_TRECHO EXIBIDO_.
◆ ◆ ◆ ◆ ◆

Ainda, ao falar sobre a importância da ajuda do governo federal as famílias de baixa renda em meio a pandemia, Campello destacou que “O ideal seria ter o auxílio emergencial e discutir uma transição que não pode ser voltada ao Bolsa Família, porque a pandemia vai demorar a passar, o Brasil não vai voltar ao normal em três quatro meses, mesmo vacinando todo mundo. Então nós temos que estar preparados para dar sustentação para essa transição que é longa e esperamos que para um país melhor, apesar de tudo indicar que não’, disse.
A austeridade fiscal
A economista ainda comentou as políticas econômicas do governo Bolsonaro, que presa pela austeridade fiscal.

◆ ◆ ◆ ◆ ◆

_DADOS FORNECIDOS_.
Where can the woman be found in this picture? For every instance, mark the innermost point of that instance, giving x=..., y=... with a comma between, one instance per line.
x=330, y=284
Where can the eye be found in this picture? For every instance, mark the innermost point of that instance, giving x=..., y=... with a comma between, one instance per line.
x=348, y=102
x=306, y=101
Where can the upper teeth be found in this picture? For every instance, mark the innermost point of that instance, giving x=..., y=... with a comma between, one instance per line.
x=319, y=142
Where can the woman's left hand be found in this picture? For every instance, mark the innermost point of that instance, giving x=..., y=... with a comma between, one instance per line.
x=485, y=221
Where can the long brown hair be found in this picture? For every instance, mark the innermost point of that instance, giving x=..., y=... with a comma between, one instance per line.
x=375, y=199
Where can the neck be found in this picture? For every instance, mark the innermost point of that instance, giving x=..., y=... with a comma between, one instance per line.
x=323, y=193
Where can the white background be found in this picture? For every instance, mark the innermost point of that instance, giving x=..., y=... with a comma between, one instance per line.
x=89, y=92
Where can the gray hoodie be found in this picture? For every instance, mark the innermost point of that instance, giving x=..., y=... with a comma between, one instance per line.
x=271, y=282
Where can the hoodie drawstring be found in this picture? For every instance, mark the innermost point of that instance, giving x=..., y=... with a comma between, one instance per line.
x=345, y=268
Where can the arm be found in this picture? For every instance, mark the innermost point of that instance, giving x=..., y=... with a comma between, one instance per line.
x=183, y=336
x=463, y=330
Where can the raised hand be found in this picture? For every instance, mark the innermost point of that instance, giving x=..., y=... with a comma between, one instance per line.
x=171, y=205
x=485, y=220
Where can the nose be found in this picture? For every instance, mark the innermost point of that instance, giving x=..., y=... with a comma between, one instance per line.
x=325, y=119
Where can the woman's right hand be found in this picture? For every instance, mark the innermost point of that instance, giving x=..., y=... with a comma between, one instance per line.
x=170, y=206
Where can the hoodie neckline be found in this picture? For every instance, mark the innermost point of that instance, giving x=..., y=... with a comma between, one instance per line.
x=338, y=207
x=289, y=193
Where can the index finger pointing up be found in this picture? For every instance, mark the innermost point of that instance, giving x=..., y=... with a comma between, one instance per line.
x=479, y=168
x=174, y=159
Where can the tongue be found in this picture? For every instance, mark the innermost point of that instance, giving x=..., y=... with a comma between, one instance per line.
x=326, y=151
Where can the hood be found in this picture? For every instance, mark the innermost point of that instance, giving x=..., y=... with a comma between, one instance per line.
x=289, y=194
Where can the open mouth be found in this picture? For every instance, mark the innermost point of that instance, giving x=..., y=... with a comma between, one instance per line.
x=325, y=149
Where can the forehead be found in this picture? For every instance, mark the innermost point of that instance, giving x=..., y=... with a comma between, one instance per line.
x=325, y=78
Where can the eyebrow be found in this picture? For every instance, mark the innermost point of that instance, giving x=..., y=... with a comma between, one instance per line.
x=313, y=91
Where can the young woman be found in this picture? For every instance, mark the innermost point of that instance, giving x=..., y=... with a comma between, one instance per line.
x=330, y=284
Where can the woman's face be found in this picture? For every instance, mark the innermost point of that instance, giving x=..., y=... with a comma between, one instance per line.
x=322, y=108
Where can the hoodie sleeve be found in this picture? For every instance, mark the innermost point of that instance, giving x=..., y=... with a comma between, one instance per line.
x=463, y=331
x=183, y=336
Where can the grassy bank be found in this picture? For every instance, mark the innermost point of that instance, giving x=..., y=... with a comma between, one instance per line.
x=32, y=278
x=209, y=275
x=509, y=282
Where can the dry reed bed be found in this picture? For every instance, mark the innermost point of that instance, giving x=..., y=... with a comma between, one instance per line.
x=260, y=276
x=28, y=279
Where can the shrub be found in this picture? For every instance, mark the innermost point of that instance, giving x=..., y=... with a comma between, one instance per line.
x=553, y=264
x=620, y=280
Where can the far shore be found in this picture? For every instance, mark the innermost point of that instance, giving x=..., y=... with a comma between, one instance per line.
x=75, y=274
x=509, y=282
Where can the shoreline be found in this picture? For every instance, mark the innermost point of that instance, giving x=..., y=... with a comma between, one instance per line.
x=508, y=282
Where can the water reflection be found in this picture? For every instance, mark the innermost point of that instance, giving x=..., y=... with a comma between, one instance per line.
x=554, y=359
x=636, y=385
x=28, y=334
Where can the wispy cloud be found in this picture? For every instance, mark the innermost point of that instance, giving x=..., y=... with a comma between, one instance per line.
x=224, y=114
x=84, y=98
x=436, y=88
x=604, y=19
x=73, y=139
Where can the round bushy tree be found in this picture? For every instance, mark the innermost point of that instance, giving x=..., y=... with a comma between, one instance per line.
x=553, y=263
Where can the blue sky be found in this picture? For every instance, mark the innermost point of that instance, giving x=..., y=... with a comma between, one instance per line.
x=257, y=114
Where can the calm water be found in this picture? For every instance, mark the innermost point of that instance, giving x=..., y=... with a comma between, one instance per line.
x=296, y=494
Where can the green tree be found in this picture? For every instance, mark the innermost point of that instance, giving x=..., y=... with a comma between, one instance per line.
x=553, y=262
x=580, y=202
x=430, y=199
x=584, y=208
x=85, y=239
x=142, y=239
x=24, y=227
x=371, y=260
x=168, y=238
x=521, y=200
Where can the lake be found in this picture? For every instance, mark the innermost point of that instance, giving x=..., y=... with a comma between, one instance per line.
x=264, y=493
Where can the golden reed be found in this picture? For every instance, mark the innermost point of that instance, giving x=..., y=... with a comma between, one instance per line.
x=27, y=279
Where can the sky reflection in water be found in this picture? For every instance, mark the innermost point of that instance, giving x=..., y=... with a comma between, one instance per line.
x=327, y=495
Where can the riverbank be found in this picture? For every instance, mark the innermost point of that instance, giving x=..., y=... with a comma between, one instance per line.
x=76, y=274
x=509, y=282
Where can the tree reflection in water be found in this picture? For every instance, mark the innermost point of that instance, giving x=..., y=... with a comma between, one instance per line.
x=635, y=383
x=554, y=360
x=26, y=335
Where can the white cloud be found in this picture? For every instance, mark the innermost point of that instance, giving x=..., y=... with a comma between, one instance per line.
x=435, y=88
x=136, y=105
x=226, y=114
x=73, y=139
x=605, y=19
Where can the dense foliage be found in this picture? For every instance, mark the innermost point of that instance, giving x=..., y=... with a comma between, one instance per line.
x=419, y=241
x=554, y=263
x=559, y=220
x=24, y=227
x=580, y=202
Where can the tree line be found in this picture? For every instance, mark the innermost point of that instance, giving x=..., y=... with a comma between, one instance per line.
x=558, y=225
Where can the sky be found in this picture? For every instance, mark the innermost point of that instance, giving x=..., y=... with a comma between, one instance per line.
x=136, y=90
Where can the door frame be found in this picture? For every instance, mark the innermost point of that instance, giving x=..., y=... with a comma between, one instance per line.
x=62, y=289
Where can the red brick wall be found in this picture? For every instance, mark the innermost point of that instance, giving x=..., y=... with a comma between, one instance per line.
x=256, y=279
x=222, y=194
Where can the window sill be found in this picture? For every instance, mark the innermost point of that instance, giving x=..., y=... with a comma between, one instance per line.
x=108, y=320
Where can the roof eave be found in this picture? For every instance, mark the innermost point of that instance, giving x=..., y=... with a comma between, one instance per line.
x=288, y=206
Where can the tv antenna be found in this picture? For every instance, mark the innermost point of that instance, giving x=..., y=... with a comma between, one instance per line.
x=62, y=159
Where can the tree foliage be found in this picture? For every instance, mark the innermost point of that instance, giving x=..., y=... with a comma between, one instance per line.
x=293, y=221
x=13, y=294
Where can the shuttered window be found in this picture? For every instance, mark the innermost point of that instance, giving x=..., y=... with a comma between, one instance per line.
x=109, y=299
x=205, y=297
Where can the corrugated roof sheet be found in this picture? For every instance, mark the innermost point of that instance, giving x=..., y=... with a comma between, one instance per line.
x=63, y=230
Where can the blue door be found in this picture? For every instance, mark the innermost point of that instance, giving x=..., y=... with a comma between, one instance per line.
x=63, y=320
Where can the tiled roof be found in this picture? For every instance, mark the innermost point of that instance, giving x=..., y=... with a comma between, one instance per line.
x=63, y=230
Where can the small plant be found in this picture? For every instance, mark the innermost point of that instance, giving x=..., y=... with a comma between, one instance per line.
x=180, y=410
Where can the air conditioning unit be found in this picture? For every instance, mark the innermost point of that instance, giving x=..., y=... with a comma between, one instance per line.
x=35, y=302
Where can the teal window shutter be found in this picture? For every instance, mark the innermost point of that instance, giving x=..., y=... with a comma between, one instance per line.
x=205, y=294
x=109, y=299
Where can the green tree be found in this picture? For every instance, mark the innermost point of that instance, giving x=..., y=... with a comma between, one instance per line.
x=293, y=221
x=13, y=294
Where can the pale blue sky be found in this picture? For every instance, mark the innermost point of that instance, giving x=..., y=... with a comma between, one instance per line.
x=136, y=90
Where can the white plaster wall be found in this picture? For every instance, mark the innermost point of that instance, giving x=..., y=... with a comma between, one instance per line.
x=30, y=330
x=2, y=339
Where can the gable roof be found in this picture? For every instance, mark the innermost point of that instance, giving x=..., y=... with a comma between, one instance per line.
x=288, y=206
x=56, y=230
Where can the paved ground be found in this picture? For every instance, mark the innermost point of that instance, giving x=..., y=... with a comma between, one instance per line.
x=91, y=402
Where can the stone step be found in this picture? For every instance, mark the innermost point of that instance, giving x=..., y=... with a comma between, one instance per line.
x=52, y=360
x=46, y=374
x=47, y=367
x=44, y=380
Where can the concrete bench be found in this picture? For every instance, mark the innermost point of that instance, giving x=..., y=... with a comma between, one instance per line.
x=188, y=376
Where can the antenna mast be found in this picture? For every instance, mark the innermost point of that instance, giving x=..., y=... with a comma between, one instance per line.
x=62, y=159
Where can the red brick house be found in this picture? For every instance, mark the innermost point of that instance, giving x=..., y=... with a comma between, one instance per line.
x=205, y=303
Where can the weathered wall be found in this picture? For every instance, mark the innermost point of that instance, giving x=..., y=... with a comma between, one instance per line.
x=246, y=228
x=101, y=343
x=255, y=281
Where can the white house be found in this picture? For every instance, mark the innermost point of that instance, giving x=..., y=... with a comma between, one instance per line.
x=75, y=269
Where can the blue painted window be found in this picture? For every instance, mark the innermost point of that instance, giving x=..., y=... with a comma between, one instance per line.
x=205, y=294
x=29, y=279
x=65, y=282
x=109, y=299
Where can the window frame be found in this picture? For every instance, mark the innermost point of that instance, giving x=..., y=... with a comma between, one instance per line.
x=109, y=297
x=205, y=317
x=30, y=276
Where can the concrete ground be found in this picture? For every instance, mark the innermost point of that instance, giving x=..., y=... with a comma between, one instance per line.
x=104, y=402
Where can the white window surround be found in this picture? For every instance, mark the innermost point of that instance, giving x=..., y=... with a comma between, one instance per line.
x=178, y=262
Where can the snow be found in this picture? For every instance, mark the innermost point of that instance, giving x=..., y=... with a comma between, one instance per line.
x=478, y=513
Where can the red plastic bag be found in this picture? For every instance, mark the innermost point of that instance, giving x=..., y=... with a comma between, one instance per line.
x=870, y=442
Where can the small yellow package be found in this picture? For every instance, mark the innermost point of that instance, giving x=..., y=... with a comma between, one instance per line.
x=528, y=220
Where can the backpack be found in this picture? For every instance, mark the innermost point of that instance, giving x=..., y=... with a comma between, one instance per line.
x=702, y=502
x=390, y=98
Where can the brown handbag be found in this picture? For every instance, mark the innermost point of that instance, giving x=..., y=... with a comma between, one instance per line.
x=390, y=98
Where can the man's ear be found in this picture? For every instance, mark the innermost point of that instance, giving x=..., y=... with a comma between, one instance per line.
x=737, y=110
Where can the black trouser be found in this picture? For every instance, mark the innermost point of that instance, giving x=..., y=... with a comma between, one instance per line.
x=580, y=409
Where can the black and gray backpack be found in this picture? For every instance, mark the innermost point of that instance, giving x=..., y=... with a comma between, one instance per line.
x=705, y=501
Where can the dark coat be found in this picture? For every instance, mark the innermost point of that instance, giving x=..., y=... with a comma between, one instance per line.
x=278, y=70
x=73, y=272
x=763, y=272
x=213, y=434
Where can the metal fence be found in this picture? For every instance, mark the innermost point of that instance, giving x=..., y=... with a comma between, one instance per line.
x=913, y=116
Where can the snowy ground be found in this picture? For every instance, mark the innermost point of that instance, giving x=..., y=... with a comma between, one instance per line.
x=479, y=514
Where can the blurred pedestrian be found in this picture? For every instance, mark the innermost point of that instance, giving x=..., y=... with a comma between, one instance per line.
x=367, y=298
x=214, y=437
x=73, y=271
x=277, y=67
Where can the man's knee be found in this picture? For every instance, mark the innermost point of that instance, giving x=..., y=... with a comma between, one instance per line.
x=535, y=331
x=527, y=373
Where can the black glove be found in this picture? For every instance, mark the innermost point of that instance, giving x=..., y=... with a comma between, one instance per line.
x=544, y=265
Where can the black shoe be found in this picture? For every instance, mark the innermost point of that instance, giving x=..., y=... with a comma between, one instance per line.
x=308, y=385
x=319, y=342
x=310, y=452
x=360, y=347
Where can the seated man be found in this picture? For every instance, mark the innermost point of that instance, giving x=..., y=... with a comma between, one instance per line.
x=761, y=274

◆ ◆ ◆ ◆ ◆

_INSTRUÇÕES_.
A. Reproduza o texto sobre o auxílio emergencial entre "Ainda, ao falar" e "pela austeridade fiscal.", inclusive.
B. Por favor, prossiga com o texto sobre o auxílio emergencial a partir da última frase apresentada.

_RESPOSTAS POR TAREFA_.
A.
Ainda, ao falar sobre a importância da ajuda do governo federal as famílias de baixa renda em meio a pandemia, Campello destacou que “O ideal seria ter o auxílio emergencial e discutir uma transição que não pode ser voltada ao Bolsa Família, porque a pandemia vai demorar a passar, o Brasil não vai voltar ao normal em três quatro meses, mesmo vacinando todo mundo. Então nós temos que estar preparados para dar sustentação para essa transição que é longa e esperamos que para um país melhor, apesar de tudo indicar que não’, disse.
A austeridade fiscal
A economista ainda comentou as políticas econômicas do governo Bolsonaro, que presa pela austeridade fiscal.

B.
“Não é hora de corte, é hora de gasto. Se o Estado não puxar o gasto, o investimento público não será retomado, o mundo todo diz que hoje temos que gastar, mas o Brasil continua investindo numa política, retrógrada, atrasada e prejudicial (…) Essa política de cortes de gastos e austericídio será extremamente prejudicial a economia brasileira, porque gastar com o auxílio emergencial ou com o bolsa família não é só bom para o pobre, mas para o comerciante, setor industrial, para os prestadores de serviço, para economia, dinamiza e gera empregos que neste momento nós precisamos tanto”, completou.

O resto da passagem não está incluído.